◆ ASSIGNED TASK
Could you please retype all of the entries exactly as they appear?
═════ MATERIAL PROVIDED
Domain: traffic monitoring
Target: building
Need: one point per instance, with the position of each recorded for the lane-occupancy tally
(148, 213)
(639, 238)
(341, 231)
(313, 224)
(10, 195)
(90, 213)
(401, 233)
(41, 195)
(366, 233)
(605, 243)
══════════
◆ ANSWER TO THIS PROBLEM
Domain: traffic monitoring
Target: building
Need: one point per instance, with the position of each recorded for the lane-occupancy tally
(148, 213)
(639, 238)
(341, 231)
(313, 224)
(10, 195)
(90, 213)
(401, 233)
(41, 195)
(366, 233)
(605, 243)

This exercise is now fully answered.